(A run of records)
----
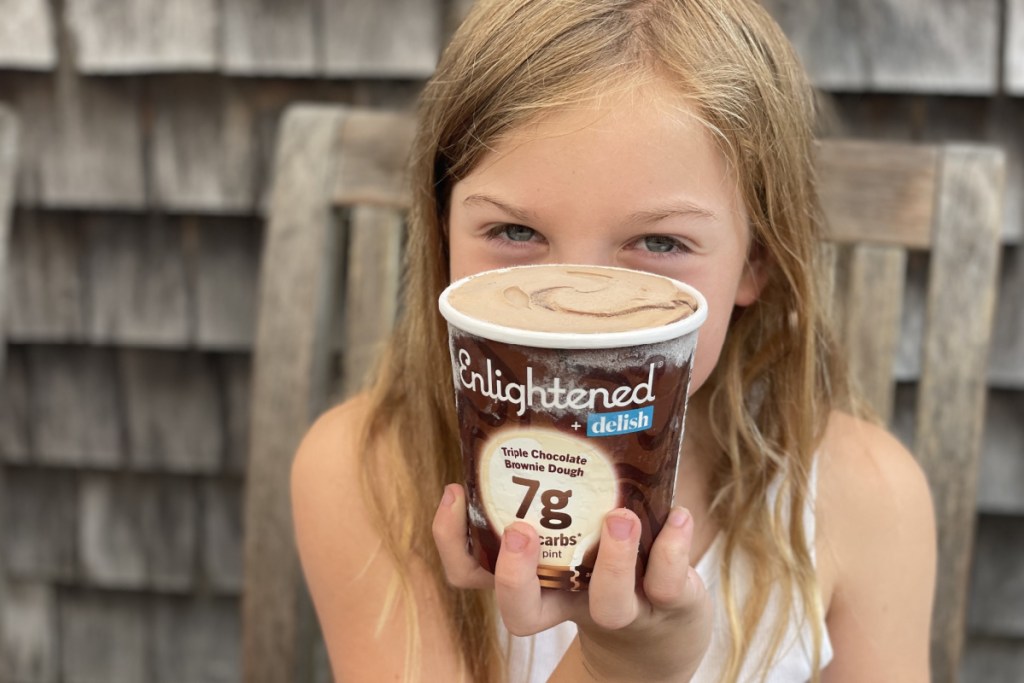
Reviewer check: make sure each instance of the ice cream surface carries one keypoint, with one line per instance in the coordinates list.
(572, 299)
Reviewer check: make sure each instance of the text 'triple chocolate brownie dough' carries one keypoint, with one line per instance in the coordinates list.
(570, 390)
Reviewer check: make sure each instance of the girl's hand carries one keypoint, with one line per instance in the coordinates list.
(658, 632)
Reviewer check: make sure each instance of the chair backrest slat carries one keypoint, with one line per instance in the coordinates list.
(881, 199)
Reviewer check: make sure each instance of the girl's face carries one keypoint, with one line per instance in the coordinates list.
(629, 182)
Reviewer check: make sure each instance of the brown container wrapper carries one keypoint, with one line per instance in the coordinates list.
(559, 437)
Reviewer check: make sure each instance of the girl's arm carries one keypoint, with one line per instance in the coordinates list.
(348, 574)
(877, 541)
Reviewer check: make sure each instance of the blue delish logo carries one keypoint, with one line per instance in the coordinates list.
(610, 424)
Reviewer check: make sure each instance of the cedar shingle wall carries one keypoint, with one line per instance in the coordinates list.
(147, 129)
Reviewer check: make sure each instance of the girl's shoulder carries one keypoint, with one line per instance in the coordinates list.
(351, 579)
(877, 549)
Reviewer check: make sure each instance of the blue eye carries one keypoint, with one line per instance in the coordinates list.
(517, 232)
(659, 244)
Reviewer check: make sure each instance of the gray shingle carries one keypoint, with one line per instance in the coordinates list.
(103, 638)
(996, 605)
(173, 412)
(75, 418)
(40, 511)
(29, 634)
(143, 36)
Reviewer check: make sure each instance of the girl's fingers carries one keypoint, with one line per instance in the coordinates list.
(613, 601)
(461, 568)
(669, 582)
(525, 607)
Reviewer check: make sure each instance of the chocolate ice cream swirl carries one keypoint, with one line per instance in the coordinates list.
(573, 298)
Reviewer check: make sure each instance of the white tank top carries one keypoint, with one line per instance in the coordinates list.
(532, 659)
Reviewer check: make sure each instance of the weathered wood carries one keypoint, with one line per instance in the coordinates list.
(48, 288)
(103, 637)
(1014, 63)
(8, 160)
(138, 282)
(14, 409)
(40, 512)
(1007, 365)
(387, 38)
(907, 366)
(297, 280)
(236, 375)
(143, 36)
(29, 648)
(226, 274)
(84, 145)
(939, 46)
(992, 660)
(137, 532)
(172, 410)
(878, 193)
(269, 38)
(950, 400)
(27, 35)
(374, 263)
(1007, 131)
(195, 641)
(222, 500)
(1000, 481)
(203, 146)
(75, 417)
(997, 577)
(869, 292)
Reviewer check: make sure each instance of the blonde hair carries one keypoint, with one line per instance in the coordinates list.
(777, 377)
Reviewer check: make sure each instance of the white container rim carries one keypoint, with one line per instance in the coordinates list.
(572, 340)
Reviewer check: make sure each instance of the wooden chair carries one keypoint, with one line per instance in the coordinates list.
(333, 245)
(8, 163)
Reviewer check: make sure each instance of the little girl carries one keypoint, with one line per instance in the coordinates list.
(673, 136)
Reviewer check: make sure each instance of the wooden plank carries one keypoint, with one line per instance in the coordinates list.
(203, 146)
(47, 282)
(196, 640)
(84, 145)
(14, 409)
(374, 263)
(1006, 368)
(138, 531)
(269, 38)
(103, 637)
(143, 36)
(1000, 482)
(27, 35)
(138, 282)
(382, 39)
(907, 366)
(950, 400)
(296, 299)
(29, 647)
(236, 375)
(75, 416)
(992, 660)
(222, 500)
(936, 46)
(1014, 65)
(884, 187)
(869, 288)
(173, 411)
(40, 516)
(226, 274)
(997, 578)
(8, 163)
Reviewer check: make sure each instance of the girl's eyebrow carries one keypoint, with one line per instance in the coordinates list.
(515, 212)
(684, 209)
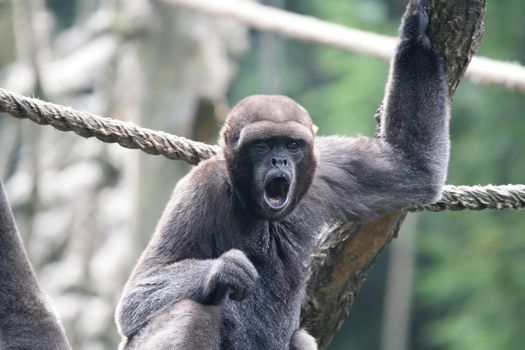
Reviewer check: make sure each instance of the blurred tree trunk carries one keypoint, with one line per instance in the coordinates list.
(343, 255)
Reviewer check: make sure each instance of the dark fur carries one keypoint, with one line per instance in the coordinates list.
(213, 227)
(26, 319)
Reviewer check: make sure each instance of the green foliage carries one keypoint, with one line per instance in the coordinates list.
(470, 284)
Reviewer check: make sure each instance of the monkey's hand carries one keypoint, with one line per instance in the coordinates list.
(414, 26)
(231, 274)
(302, 340)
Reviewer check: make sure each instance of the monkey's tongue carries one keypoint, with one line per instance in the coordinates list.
(276, 192)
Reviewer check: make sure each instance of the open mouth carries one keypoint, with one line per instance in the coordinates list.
(276, 192)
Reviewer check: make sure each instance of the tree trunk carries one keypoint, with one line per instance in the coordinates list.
(343, 255)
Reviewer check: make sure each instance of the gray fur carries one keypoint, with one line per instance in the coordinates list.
(214, 209)
(27, 321)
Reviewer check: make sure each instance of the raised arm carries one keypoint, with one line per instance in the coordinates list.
(407, 163)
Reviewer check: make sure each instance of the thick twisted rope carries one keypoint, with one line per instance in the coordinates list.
(154, 142)
(109, 130)
(478, 198)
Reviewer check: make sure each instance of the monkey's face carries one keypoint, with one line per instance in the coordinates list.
(270, 157)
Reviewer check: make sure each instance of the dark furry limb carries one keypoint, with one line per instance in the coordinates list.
(344, 255)
(26, 319)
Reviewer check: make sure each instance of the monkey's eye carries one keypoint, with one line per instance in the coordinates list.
(293, 146)
(262, 146)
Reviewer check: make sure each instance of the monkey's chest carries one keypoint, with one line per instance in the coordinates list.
(266, 319)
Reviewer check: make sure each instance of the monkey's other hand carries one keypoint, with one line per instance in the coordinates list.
(232, 273)
(302, 340)
(415, 24)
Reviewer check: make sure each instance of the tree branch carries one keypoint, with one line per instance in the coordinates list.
(344, 254)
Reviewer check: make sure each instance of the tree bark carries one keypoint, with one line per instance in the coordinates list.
(343, 255)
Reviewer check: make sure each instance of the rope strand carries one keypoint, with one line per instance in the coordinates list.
(174, 147)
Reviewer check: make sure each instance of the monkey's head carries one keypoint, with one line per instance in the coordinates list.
(268, 144)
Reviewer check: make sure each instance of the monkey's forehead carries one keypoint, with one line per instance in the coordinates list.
(275, 108)
(265, 129)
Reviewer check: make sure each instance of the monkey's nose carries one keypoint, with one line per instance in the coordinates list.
(279, 161)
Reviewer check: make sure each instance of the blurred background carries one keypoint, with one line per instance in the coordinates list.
(86, 209)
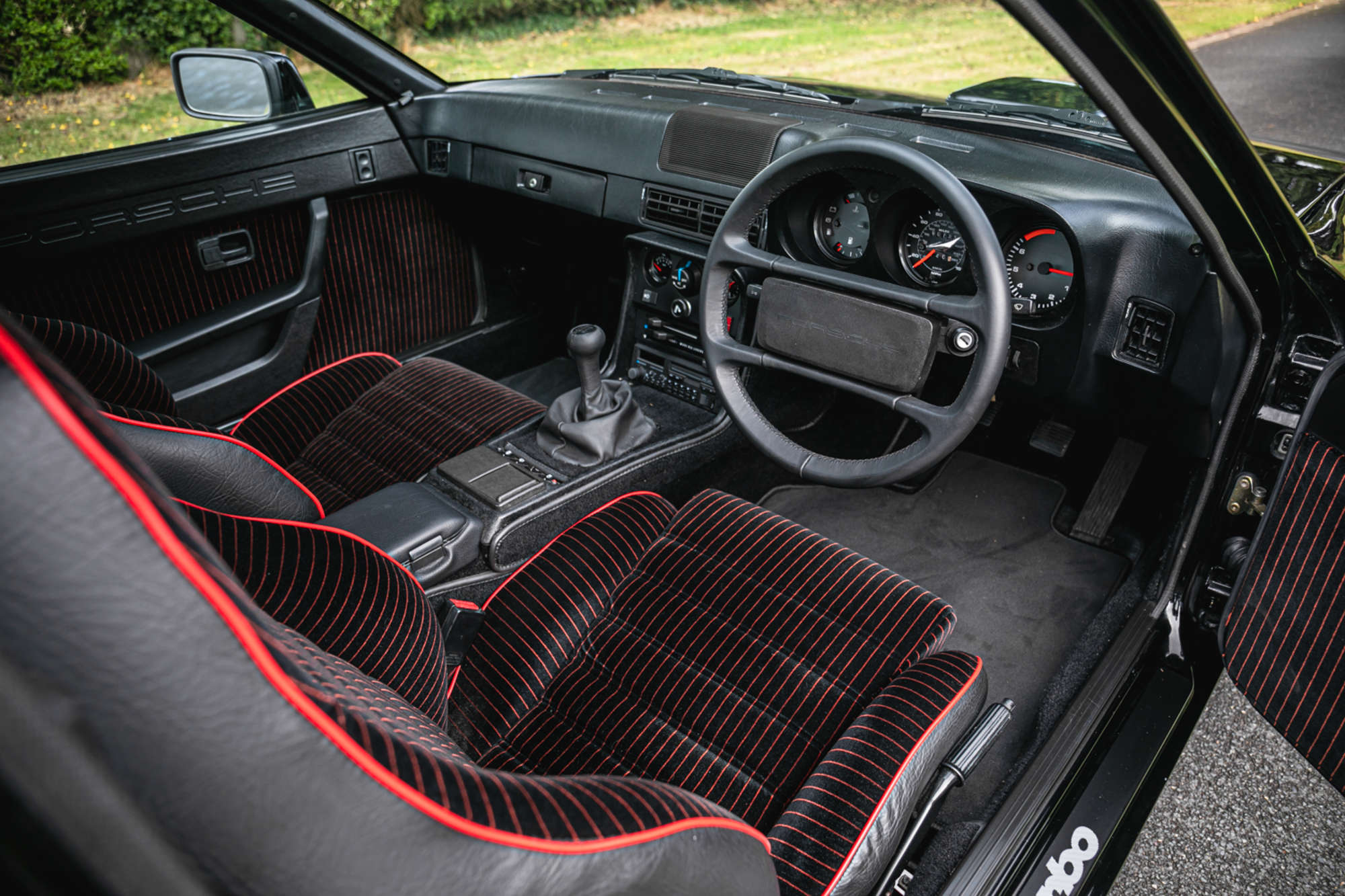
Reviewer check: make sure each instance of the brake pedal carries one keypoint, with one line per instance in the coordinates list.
(953, 772)
(1052, 438)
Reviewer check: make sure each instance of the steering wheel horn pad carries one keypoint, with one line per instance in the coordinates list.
(887, 325)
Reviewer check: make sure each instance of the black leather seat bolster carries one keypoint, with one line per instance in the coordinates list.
(872, 852)
(219, 473)
(247, 775)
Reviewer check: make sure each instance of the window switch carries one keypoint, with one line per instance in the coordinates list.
(362, 163)
(535, 181)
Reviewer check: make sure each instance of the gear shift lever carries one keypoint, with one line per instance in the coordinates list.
(598, 421)
(586, 343)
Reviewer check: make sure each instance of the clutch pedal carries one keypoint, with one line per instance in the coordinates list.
(953, 772)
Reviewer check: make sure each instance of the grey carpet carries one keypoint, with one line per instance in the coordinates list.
(1242, 813)
(545, 382)
(980, 536)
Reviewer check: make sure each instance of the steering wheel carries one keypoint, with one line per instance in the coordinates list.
(868, 337)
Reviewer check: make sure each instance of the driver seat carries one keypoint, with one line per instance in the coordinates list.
(708, 700)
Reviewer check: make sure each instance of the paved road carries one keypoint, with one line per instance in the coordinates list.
(1284, 81)
(1242, 813)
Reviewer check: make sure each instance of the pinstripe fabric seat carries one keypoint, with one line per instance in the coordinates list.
(1282, 638)
(344, 431)
(652, 671)
(728, 651)
(753, 667)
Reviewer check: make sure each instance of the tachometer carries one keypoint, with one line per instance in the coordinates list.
(1042, 270)
(933, 249)
(843, 227)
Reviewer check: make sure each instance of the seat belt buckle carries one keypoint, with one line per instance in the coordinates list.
(462, 622)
----
§ Problem to work on
Reproduce the records above exactly, starting with the line that contains "Reviewer check: make sure each instance of the grey" and ending with the last line.

§ Full solution
Reviewer check: make sure each instance of the grey carpet carries one keypoint, with one line per instance in the coordinates list.
(1242, 813)
(545, 382)
(980, 536)
Reviewer check: make sure each instance of the steering wheel carries one keypoint, with one line per instance in the coordinates list.
(868, 337)
Reviewer check: make sure each instance of the driver seat carries one keypoint, with one line per instance in the coordinates list.
(708, 700)
Reviewer check: make sure each instance of the paved road carries one keypoint, with one line per instance in the coordinates list.
(1284, 81)
(1242, 813)
Reviewer check: make sure each instance of the pinstripe fabric seat carries one keypoint, with one line per instance in the coordinates list.
(1282, 638)
(344, 431)
(652, 671)
(728, 651)
(753, 667)
Reviewer check: make sure each instance of the tachometer carries one keypoint, with one line per instance in the coordinates list.
(1042, 270)
(933, 249)
(843, 227)
Reviewer check: make sure each instance of the seat belt buckle carries one keypoint, with one line per instance in the coordinates list.
(462, 622)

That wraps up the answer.